Supplied passage ::
* start *

# Slope vs No-Slope: Training → Predicting → Testing

This notebook documents the **full pipeline** for comparing:
- **No-slope**: nokappa v3 reparam (proven better than nolr in `nokappa_v3_pipeline.ipynb`)
- **Slope**: 1-phase slope model (`slope_model_nokappa_v3_single_phase`)

Both are evaluated with **40-batch LOO** (leave-one-batch-out): pool 39 batches for parameters, predict on the held-out batch → 400k predictions, then compute AUCs and value figures.

**Sequence:**
1. **Training** — fit models per batch (no-slope already done; slope via `train_slopes_single_phase.py`)
2. **Predicting** — LOO: for each batch, pool other 39, fit delta (and fixed phi for no-slope), save π
3. **Testing** — pool 40 π files → FULL.pt, compute AUCs; optionally run value figures (gamma_slope viz, age-stratified 1yr AUC, individual trajectories)

## Paths and run mode

Set `RUN_SCRIPTS = True` to actually execute the pipeline steps (training/prediction are long-running). Default is `False` so the notebook only shows commands and checks.

In [None]:
import subprocess
import sys
from pathlib import Path

CLAUDE_DIR = Path('/Users/sarahurbut/aladynoulli2/claudefile')
RUN_SCRIPTS = False  # set True to execute pipeline steps

def run_cmd(cmd, description):
    print(f"\n{'='*60}")
    print(description)
    print(f"  {cmd}")
    print('='*60)
    if RUN_SCRIPTS:
        subprocess.run(cmd, shell=True, cwd=str(CLAUDE_DIR))
    else:
        print("(skipped — set RUN_SCRIPTS=True to run)")

---
## Part A: No-slope (nokappa v3) pipeline

| Step | Script / Output |
|------|-----------------|
| **1. Training** | Already done. Checkpoints: `censor_e_batchrun_vectorized_REPARAM_v3_nokappa/` (40 batches, 10k each) |
| **2. LOO predict** | `run_loo_prediction_all40.py` → `enrollment_predictions_nokappa_v3_loo_all40/pi_enroll_fixedphi_sex_{start}_{stop}.pt` (40 files) |
| **3. Pool + test** | Manual pool to FULL.pt (or script); then `nokappa_v3_auc_evaluation.ipynb` loads FULL.pt, computes AUCs → `results_feb18/` |

### A1. No-slope training

Training was done elsewhere (batchrun). Checkpoints live in Dropbox. No cell to run here.

* end *

Exercise prompt ::
For each statement, say whether it agrees with the notebook text on the slope versus no-slope pipeline: answer yes or no and quote the deciding words from that text.
1. The default value of RUN_SCRIPTS is True.
2. The no-slope training checkpoints cover 40 batches of 10k each.
3. The LOO evaluation pools 39 batches and predicts on the held-out batch.
The listing after this point is separate material with no connection to the notebook text.

Data lines ::

* start *

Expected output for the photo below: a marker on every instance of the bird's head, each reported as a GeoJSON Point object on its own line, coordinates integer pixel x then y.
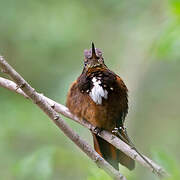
{"type": "Point", "coordinates": [93, 59]}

* end *

Output for this exercise ::
1. No: "Default is `False` so the notebook only shows commands and checks."
2. Yes: "(40 batches, 10k each)"
3. Yes: "pool 39 batches for parameters, predict on the held-out batch"